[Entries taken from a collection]
+++

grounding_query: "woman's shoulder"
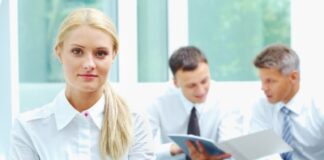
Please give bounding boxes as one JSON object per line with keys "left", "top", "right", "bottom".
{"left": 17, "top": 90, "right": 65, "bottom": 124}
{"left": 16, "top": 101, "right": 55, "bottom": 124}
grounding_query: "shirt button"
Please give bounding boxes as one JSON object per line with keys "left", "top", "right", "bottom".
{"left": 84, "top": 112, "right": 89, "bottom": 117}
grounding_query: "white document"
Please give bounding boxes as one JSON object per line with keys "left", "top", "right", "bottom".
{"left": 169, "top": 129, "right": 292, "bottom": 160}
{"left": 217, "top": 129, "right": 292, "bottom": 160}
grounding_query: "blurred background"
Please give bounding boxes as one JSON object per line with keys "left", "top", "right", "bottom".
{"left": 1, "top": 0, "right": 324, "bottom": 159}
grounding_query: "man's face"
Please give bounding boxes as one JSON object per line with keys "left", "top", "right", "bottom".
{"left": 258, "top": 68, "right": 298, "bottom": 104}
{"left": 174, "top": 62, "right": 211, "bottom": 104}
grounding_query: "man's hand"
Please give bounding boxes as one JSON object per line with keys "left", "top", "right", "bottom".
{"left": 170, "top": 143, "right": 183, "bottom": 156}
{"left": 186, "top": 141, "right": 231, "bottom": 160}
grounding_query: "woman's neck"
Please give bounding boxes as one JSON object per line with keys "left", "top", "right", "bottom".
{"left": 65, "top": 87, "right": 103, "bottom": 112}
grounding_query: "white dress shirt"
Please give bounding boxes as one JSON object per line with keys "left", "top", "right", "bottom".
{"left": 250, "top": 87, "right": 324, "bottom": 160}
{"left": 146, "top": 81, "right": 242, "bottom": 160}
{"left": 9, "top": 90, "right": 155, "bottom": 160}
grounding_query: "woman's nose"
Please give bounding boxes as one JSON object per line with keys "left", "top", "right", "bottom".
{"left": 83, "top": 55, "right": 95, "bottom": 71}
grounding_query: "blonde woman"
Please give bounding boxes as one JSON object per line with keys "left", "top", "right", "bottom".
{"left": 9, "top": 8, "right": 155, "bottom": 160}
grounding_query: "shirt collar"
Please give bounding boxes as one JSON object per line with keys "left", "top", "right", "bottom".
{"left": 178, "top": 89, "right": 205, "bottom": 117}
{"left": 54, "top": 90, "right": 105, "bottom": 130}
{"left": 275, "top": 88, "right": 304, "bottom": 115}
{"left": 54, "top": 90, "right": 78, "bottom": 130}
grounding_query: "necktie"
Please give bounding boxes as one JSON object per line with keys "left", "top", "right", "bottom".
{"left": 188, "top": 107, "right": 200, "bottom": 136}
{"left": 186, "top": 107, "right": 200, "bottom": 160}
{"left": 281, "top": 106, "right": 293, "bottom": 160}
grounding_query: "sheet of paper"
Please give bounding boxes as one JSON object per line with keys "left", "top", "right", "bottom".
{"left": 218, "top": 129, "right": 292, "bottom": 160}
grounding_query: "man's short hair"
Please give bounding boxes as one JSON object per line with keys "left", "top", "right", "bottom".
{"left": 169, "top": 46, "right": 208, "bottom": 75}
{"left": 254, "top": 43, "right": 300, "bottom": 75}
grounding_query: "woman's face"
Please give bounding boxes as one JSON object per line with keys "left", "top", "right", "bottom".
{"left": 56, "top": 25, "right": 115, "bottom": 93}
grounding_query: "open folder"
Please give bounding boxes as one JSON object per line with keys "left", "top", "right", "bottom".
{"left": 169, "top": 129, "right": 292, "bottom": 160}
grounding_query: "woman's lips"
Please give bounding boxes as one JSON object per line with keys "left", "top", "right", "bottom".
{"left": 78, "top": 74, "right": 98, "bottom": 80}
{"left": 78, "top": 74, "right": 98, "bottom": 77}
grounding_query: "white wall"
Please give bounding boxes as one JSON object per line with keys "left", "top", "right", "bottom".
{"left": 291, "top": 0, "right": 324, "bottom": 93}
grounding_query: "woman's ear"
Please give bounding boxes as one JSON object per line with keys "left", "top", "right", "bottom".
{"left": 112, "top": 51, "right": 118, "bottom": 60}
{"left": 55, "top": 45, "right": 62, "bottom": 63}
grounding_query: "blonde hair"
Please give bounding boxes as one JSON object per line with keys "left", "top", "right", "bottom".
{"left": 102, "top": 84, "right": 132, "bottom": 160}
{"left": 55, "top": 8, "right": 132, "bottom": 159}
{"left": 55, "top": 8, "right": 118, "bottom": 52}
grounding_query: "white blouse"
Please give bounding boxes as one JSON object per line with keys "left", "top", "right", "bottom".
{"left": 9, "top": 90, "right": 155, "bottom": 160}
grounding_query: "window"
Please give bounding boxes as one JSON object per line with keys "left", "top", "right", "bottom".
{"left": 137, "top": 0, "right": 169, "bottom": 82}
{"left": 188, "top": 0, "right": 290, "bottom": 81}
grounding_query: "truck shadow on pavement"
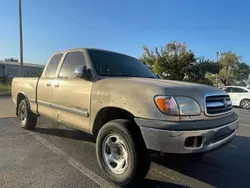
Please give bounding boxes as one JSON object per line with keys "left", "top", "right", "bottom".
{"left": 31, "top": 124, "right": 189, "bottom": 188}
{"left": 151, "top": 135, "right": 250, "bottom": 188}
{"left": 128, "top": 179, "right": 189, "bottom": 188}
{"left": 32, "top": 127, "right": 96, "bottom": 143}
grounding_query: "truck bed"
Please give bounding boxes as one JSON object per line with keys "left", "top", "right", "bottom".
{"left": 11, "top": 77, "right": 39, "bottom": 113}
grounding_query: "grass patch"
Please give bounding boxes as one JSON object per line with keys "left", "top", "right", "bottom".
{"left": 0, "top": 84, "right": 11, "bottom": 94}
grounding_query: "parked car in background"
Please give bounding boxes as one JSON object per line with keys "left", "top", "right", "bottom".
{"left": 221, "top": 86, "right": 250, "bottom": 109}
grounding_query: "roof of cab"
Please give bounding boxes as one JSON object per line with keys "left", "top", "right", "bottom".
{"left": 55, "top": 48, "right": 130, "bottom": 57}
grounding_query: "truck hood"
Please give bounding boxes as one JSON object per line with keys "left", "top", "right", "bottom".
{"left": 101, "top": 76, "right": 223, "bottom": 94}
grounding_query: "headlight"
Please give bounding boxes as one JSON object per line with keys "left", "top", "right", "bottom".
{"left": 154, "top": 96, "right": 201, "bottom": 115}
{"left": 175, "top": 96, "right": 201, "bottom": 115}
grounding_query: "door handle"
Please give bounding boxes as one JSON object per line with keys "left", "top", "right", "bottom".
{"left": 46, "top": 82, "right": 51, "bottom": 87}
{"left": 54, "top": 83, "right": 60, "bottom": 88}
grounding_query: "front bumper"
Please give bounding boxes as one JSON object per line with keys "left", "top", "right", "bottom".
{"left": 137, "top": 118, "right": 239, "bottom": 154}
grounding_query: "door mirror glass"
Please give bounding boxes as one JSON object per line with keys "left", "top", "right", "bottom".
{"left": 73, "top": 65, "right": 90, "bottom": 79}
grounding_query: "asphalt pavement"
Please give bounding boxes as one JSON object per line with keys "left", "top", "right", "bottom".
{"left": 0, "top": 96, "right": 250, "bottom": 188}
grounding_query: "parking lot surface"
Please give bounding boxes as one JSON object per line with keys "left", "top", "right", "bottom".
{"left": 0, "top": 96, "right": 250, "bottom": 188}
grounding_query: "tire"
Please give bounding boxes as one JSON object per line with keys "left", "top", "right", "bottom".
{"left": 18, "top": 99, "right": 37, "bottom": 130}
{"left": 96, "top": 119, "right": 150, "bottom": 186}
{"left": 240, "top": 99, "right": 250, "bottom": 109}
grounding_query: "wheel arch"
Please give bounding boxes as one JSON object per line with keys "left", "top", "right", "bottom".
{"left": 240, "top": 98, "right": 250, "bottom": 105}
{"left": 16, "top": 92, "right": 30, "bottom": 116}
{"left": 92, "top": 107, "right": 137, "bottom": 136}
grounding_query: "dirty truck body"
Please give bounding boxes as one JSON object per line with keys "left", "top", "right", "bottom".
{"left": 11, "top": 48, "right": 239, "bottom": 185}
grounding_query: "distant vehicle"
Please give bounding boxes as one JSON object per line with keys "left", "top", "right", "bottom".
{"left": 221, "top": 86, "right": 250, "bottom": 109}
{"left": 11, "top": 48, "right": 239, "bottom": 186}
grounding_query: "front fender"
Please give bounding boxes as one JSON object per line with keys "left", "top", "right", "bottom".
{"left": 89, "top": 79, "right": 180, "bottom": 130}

+++

[Exercise prompt]:
Pick every line of the data that includes the string "pavement".

[Your response]:
grounding_query: "truck shadow on pavement"
grounding_query: "asphalt pavement"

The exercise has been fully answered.